SET TASK 1
From the text on when musicians should go on tour, list each online service the artist is told to check for fan statistics.
SET TASK 2
Carry on the text about when musicians should go on tour, picking up after its last sentence.

If you’ve already built up a following in a certain market, than it might be time to expand beyond that market.

Generally, artists go on tour to help support and market a recent album release or sometimes even a single that might be getting massive traction on the radio or streaming platforms. This way, existing fans get to see you perform live after they’ve already listened to your new music, and new fans get to discover you from attending shows in their hometowns with their friends.

Let’s say at this point:

A) You’ve already built up a following in your town/city, and now you’re ready to perform in surrounding cities.


B) You’ve built up a following throughout your home Province/State, and now you’re ready to perform in surrounding Provinces/States.

It’s often important to play your local markets first, and then make your way around your country – but for some artists it ends up working out better for them to tour another country, gain a reputation there, and then back home. This one depends on your genre, where your fans are, and what cultures and markets tend to pick up your vibes.

Nonetheless, this “local” following is gauged by the amount of tickets you sell at the live shows you’ve already been performing. But it can also be proven by checking your online statistics. Check Facebook, Spotify, Google Analytics, and any other kind of geographical stats you can find about your fans. Once you’re aware that you have fans in surrounding markets, than it might be time to book yourself a tour!

SOURCE DATA

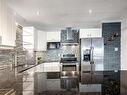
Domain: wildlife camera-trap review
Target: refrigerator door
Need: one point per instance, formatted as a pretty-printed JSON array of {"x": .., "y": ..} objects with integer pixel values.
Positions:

TASK RESULT 1
Facebook, Spotify, Google Analytics

TASK RESULT 2
Who Books The Tour

When you have a booking agent, they book the tour with the guidance and approval of the manager and artist. When you don’t have an agent, the manager books the tour with the guidance and approval of the artist. And when you don’t have a manager, the artist books the tour themselves. All of this also depends on the relationships between the three parties. Sometimes artists are very hands on, and sometimes they aren’t. It’s up to you how you develop the working relationships with your team.

How To Book Your Tour

Step 1: Search for Venues and Promoters

Firstly, don’t try to re-invent the wheel. There are many artists and bands before you that have done exactly what you’re trying to do. Take advantage of that. I’m sure you’re aware of other artists that can relate to your sound, yes? Check out where they’ve toured/performed recently to get an idea of which venues would work for your sound. Bandsintown is a great place to start. Check the routing for your sound-alike artists on their Bandsintown accounts. If you can’t find much info from other bands routes get to work on Google.

Create an excel sheet, unless you have a proper database system, and fill it with names, venues/promoters names, locations, emails, links to the contact forms from the website if no emails are given, and a list of ideal dates that you’d like to be in each location. If you don’t have their names right off the bat, be sure to add them into the document when they respond to your email. It’s important to remember people’s names in order to build a relationship with them. Get to know these people – talk to them on the phone, visit their venues and meet them in person, add them on LinkedIn, etc. Always remember this is a relationship business.

Promoters and Venues 101: Promoters are the people who hire your band for a show, and then promote it to their contacts/audiences in that area. Sometimes, the promoters own the venues, sometimes they rent them. If you’re not dealing with a promoter, you’ll be looking to deal with the venue bookers/buyers or venue owners.

Step 2: Find Out Where Your Fans Are

Analytics baby! Check your Facebook stats, Spotify stats, Instagram stats (if you have a business profile – which you probably should if you don’t), email list stats (eg. MailChimp), and Google analytics for WHERE your current fans are located and try to get shows in those areas. Each of these platforms has information showing you in which cities your audiences are based. Keep track, write it down, and use it for information to help book your shows in those cities.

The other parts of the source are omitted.